→ Work request 1: Copy everything in the passage on pressure ventilation from "NIPPV therapies are" down to "the required pressure.".
→ Work request 2: List every abbreviation that the passage on pressure ventilation defines, each with the full term it stands for.
→ Work request 3: Go on with the passage on pressure ventilation, starting right after its last sentence.

→ Source passage:
*** Block opens ***
Non-invasive positive pressure ventilation (NIPPV) techniques, such as, for example, the application of continuous positive airway pressure (CPAP) have been used to treat sleep disorder breathing (SDB) such as obstructive sleep apnea (OSA) and other disorders such as chronic obstructive pulmonary disease (COPD) and congestive heart failure (CHF). Apparatuses for applying NIPPV techniques typically include a flow generator, including a blower, and a patient interface. A delivery conduit or hose is connected between the flow generator and the patient interface to deliver breathable gas at a positive pressure to the patient. A number of different patient interfaces are known and include, for example, nasal masks, nose and mouth masks, full-face masks, and nasal prongs and pillows. A headgear is typically utilized to position the patient interface on the patient's face and counterbalance the force of gravity and the force which results from the application of pressurized air which seeks to push the mask off the face.
NIPPV therapies are typically administered at night while the patient sleeps. In order for the therapy to be effective, the patient interface must be comfortable enough for the patient to remain sleeping, while maintaining a seal that is sufficient to deliver the breathable air at the required pressure.
*** Block closes ***
→ Stored data:
*** Block opens ***
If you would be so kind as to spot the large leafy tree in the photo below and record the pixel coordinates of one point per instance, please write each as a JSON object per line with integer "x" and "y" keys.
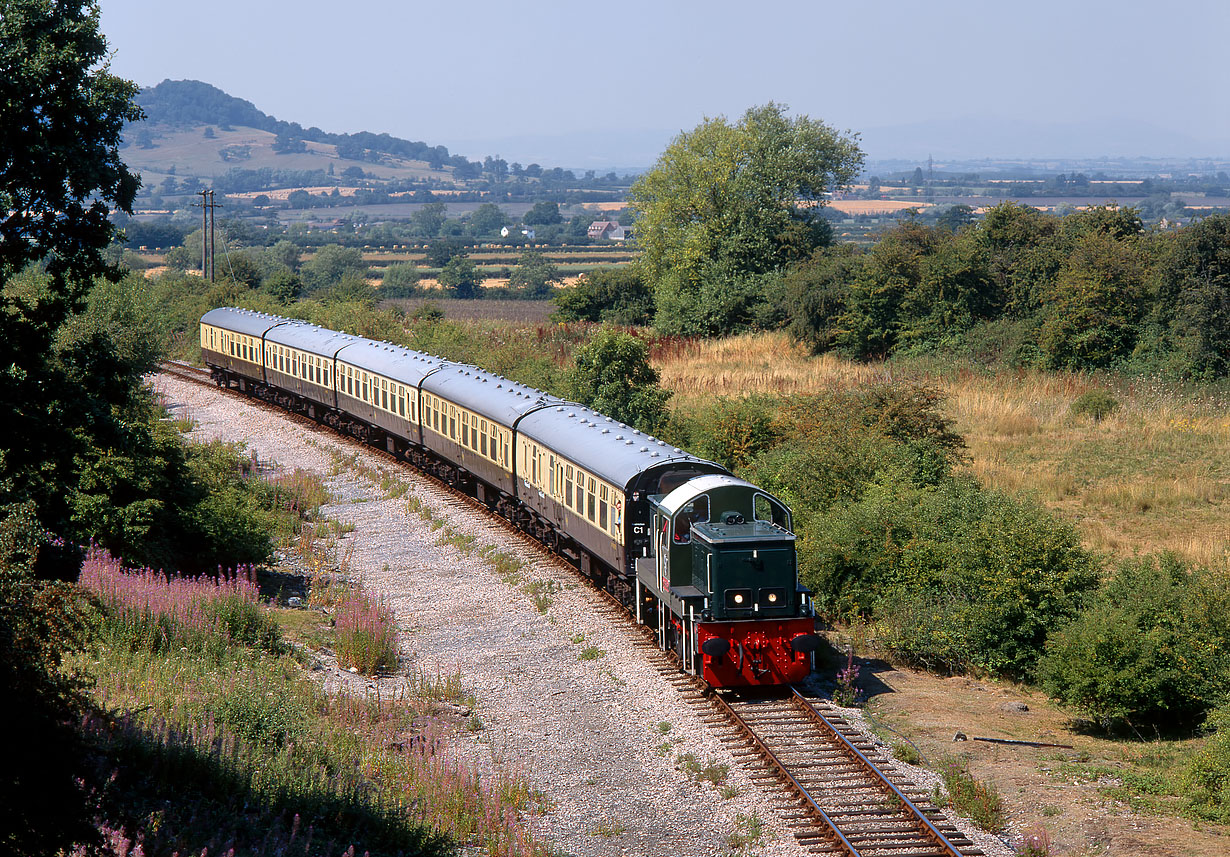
{"x": 535, "y": 276}
{"x": 613, "y": 375}
{"x": 727, "y": 203}
{"x": 60, "y": 118}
*** Block closes ***
→ Reply 1:
NIPPV therapies are typically administered at night while the patient sleeps. In order for the therapy to be effective, the patient interface must be comfortable enough for the patient to remain sleeping, while maintaining a seal that is sufficient to deliver the breathable air at the required pressure.

→ Reply 2:
- NIPPV: non-invasive positive pressure ventilation
- CPAP: continuous positive airway pressure
- SDB: sleep disorder breathing
- OSA: obstructive sleep apnea
- COPD: chronic obstructive pulmonary disease
- CHF: congestive heart failure

→ Reply 3:
Air leakage from between the patient's skin and the patient interface reduces the effectiveness of the therapy. Even very small leaks can be perceived by the patient and/or bed partner. The air leakage may cause the patient to increase the pressure of the mask against the patient's face. The air leakage may also cause the flow generator to increase the pressure of the delivered air, thus increasing the speed and noise of the flow generator. Increasing the pressure of the delivered air results in an increase in the flow of air, including the vent flow and leak flow. If a humidifier is used, the increase in the leak flow results in a waste of water from the humidifier. If supplemental oxygen is being provided to the flow of air, the increase in the leak flow causes a waste of some of the supplemental oxygen. Moreover, the air leakage may act as an irritant to the patient's eyes and disturb the patient's sleep.
Various masks have been proposed for minimizing leakage between the mask cushion and the face of the patient. Examples of these respiratory masks are disclosed in U.S. Patent Application Publication 2003/0029455, U.S. Pat. No. 6,418,928 and WO Patent Application Publication 2006/113321. Other approaches to minimizing leakage include attempting to provide a perfect seal between the patient's face and the patient interface. U.S. Pat. No. 6,834,650 is an example of such an attempt. WO Patent Application Publication 2006/102707 discloses a patient interface having a vacuum line as a return path from the patient interface. Leakage is prevented, but requires the use of non-vented patient interfaces.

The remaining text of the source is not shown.